[Dataset entries]
◆ ◆ ◆ ◆ ◆ ◆ ◆

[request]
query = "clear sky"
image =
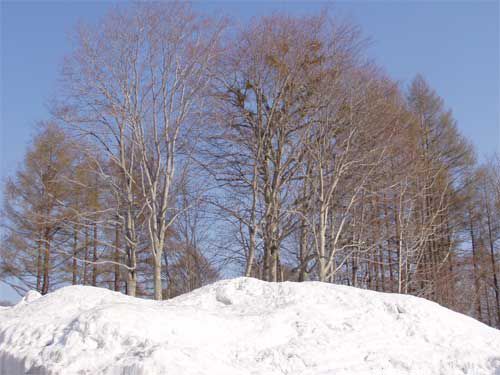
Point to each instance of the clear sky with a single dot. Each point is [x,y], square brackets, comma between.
[453,44]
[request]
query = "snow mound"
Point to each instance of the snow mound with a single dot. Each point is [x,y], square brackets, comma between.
[241,327]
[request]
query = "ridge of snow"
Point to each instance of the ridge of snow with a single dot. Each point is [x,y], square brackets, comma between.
[243,326]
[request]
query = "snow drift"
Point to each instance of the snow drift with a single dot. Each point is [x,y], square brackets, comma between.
[243,326]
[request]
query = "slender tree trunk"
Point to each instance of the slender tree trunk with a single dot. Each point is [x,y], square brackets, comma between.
[493,265]
[117,259]
[158,287]
[86,256]
[475,266]
[94,257]
[46,266]
[74,280]
[39,266]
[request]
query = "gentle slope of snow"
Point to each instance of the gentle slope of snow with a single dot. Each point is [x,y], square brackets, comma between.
[241,327]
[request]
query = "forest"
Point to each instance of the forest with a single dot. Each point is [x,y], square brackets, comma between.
[183,149]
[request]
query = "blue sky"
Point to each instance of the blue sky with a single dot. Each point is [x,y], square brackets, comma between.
[453,44]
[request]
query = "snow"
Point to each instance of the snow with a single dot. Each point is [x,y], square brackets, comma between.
[241,327]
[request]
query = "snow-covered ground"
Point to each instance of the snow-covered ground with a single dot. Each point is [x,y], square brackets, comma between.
[243,326]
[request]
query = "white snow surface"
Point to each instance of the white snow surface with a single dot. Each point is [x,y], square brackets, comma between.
[243,326]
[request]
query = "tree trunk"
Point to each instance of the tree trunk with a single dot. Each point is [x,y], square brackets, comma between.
[157,278]
[46,266]
[74,280]
[117,259]
[94,257]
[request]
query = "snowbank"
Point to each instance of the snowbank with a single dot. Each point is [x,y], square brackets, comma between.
[243,326]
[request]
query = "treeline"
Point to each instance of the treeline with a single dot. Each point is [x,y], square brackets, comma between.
[183,149]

◆ ◆ ◆ ◆ ◆ ◆ ◆

The answer is the full set of records printed exactly, less the pictures.

[request]
query = "clear sky"
image =
Point to each instance of the clear sky with a single dot. Each point is [x,y], square brackets, comma between.
[453,44]
[request]
query = "snow mound"
Point to each instance of the snow mound with a single dot. Each point is [x,y], square brackets, comma between.
[241,327]
[request]
query = "ridge of snow"
Point to each instance of the ridge of snow with a single dot. Each point is [x,y], square brackets, comma between.
[243,326]
[request]
query = "snow drift"
Point to each instance of the snow drift with a single dot. Each point is [x,y], square brackets, comma between.
[243,326]
[request]
query = "slender tree trunk"
Point to each instance of the slender tree trunk with a single dot. Each point is [x,y], square brackets, comma between.
[493,265]
[117,259]
[158,287]
[86,256]
[475,266]
[94,257]
[46,266]
[74,280]
[39,266]
[request]
query = "gentle slope of snow"
Point to each instance of the gentle slope of snow with a single dot. Each point is [x,y], square brackets, comma between.
[241,327]
[request]
query = "forest"
Point to each instance of the forest with a single dot. Each point is [x,y], square brackets, comma between.
[183,149]
[request]
query = "blue sky"
Point to each instance of the blue sky with a single dot. Each point is [x,y], square brackets, comma between.
[453,44]
[request]
query = "snow"
Point to each instance of the snow with a single dot. Each point is [x,y], square brackets, comma between.
[241,327]
[request]
query = "snow-covered ground"
Point to each instance of the snow-covered ground with a single dot. Each point is [x,y], square brackets, comma between.
[243,326]
[request]
query = "white snow surface"
Point to each instance of the white snow surface with a single dot. Each point is [x,y], square brackets, comma between.
[243,326]
[request]
query = "tree trunk"
Point to each instance of the tree trunk with a single dot. Each point is [x,y], square brackets, comma between.
[157,278]
[46,266]
[74,280]
[117,259]
[94,257]
[request]
query = "snowbank"
Point to each instance of the snowbank with a single dot. Each point is [x,y], square brackets, comma between.
[243,326]
[request]
query = "treeline"
Point to each instance of the treeline with a single dot. Each point is [x,y], square brackets, comma between.
[183,149]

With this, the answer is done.